● Challenge: Please rewrite all of the items below with "exercise" in place of "challenge", keeping everything else unchanged and leaving out the pictures.

START

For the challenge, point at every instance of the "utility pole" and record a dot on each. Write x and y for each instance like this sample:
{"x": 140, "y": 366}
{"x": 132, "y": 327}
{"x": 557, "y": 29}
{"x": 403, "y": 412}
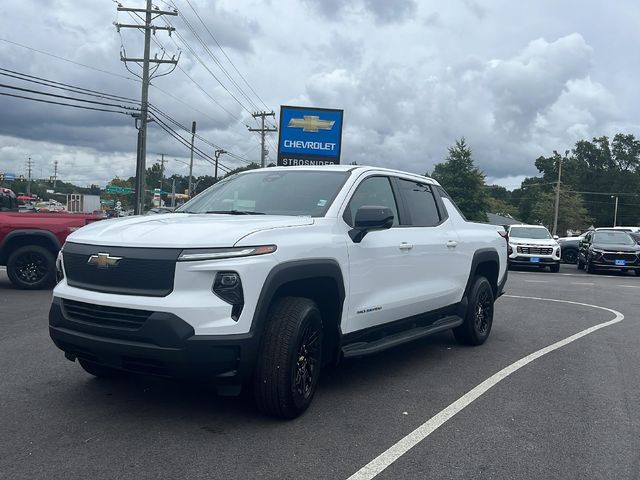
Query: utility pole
{"x": 161, "y": 170}
{"x": 217, "y": 154}
{"x": 150, "y": 15}
{"x": 193, "y": 135}
{"x": 263, "y": 131}
{"x": 29, "y": 167}
{"x": 55, "y": 173}
{"x": 557, "y": 207}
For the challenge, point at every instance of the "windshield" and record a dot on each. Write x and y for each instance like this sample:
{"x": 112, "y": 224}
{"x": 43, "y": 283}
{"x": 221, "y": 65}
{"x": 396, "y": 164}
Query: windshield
{"x": 613, "y": 238}
{"x": 268, "y": 192}
{"x": 529, "y": 232}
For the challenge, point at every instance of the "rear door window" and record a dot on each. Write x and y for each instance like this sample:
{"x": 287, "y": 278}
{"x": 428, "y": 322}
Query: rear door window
{"x": 420, "y": 203}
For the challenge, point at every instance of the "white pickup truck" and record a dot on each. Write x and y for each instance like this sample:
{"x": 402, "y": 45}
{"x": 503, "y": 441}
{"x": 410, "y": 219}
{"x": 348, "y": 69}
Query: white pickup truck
{"x": 271, "y": 274}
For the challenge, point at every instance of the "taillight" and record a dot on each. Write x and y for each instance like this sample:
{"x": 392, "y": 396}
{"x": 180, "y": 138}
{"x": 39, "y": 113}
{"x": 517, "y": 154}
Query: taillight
{"x": 504, "y": 234}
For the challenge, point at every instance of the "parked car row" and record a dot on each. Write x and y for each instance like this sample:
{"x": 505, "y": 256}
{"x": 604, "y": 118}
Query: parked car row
{"x": 613, "y": 248}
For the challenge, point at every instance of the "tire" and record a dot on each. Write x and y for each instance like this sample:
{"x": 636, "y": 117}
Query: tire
{"x": 32, "y": 268}
{"x": 289, "y": 359}
{"x": 570, "y": 255}
{"x": 98, "y": 370}
{"x": 479, "y": 317}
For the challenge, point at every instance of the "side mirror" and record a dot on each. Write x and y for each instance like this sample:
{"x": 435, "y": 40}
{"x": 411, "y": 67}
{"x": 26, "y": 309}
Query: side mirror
{"x": 370, "y": 218}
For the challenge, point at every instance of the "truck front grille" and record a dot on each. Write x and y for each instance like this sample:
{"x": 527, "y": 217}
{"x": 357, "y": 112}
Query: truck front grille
{"x": 104, "y": 315}
{"x": 138, "y": 271}
{"x": 535, "y": 250}
{"x": 628, "y": 257}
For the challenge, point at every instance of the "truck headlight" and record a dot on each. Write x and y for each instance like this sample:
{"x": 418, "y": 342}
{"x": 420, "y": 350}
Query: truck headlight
{"x": 59, "y": 268}
{"x": 228, "y": 287}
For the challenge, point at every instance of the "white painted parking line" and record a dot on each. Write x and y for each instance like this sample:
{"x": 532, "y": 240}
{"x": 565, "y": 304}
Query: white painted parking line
{"x": 564, "y": 274}
{"x": 386, "y": 458}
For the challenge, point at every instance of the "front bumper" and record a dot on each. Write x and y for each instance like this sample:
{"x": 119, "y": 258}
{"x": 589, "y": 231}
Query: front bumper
{"x": 526, "y": 260}
{"x": 163, "y": 345}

END

● Written answer:
For the exercise, point at every instance of the "utility pole" and record a dot on each. Write x and y for each instance like this sample:
{"x": 140, "y": 366}
{"x": 132, "y": 327}
{"x": 557, "y": 29}
{"x": 403, "y": 412}
Query: utility pole
{"x": 161, "y": 170}
{"x": 217, "y": 154}
{"x": 150, "y": 15}
{"x": 193, "y": 135}
{"x": 263, "y": 131}
{"x": 29, "y": 167}
{"x": 55, "y": 173}
{"x": 557, "y": 207}
For the exercise, point at every instance of the "windshield" and record a dot on each. Write x and y for each instance like this sample:
{"x": 112, "y": 224}
{"x": 43, "y": 283}
{"x": 221, "y": 65}
{"x": 396, "y": 164}
Query: windshield
{"x": 613, "y": 238}
{"x": 268, "y": 192}
{"x": 529, "y": 232}
For the exercise, point at every instance of the "rear door window" and record a dot on each. Write x and y for each instance like this sample:
{"x": 287, "y": 278}
{"x": 428, "y": 322}
Query: rear door window
{"x": 420, "y": 203}
For the exercise, point at every instance of the "white pickup truck" and record a dot on each. Write x and y for each instance like this sample:
{"x": 402, "y": 45}
{"x": 503, "y": 441}
{"x": 410, "y": 219}
{"x": 348, "y": 69}
Query: white pickup truck
{"x": 271, "y": 274}
For the exercise, point at every instance of the "taillight" and record a dot on each. Write x and y for each instance like this sample:
{"x": 392, "y": 396}
{"x": 180, "y": 138}
{"x": 39, "y": 113}
{"x": 517, "y": 154}
Query: taillight
{"x": 504, "y": 234}
For the exercise, point at every instance of the "parked car row" and record a dot on each. Write x and y for each instance like this sample:
{"x": 505, "y": 256}
{"x": 604, "y": 118}
Query: parked car row
{"x": 613, "y": 248}
For the exercise, point at every instance of the "tire" and record a dot on each. Write x and y for each instance like this sample:
{"x": 636, "y": 117}
Query: tire
{"x": 32, "y": 268}
{"x": 289, "y": 359}
{"x": 570, "y": 255}
{"x": 98, "y": 370}
{"x": 479, "y": 317}
For the exercise, point at every instance of the "side mirror" and record a dot on each. Write x and y for each instance like this sample:
{"x": 435, "y": 40}
{"x": 411, "y": 67}
{"x": 26, "y": 309}
Query: side mirror
{"x": 370, "y": 218}
For the exercise, point at every instance of the "truck front grille" and record a dot on each. Write x and y for each instance like this sample:
{"x": 527, "y": 217}
{"x": 357, "y": 112}
Query: truck front grille
{"x": 104, "y": 315}
{"x": 138, "y": 271}
{"x": 535, "y": 250}
{"x": 628, "y": 257}
For the exercise, point at every instance of the "truck headlight" and record a dot on each. Write x and y for each instance like this sample:
{"x": 418, "y": 342}
{"x": 420, "y": 350}
Query: truck headlight
{"x": 59, "y": 268}
{"x": 228, "y": 287}
For the exercise, point at every instance of the "white painted parking line" and record a dot on each. Write x and y for each instance like this sample:
{"x": 532, "y": 240}
{"x": 565, "y": 304}
Query: white painted parking line
{"x": 564, "y": 274}
{"x": 386, "y": 458}
For the exercise, point at every instance of the "front bumper" and record a dot on each. Write x and y for each instance like this sample:
{"x": 119, "y": 258}
{"x": 589, "y": 231}
Query: front bumper
{"x": 526, "y": 260}
{"x": 163, "y": 345}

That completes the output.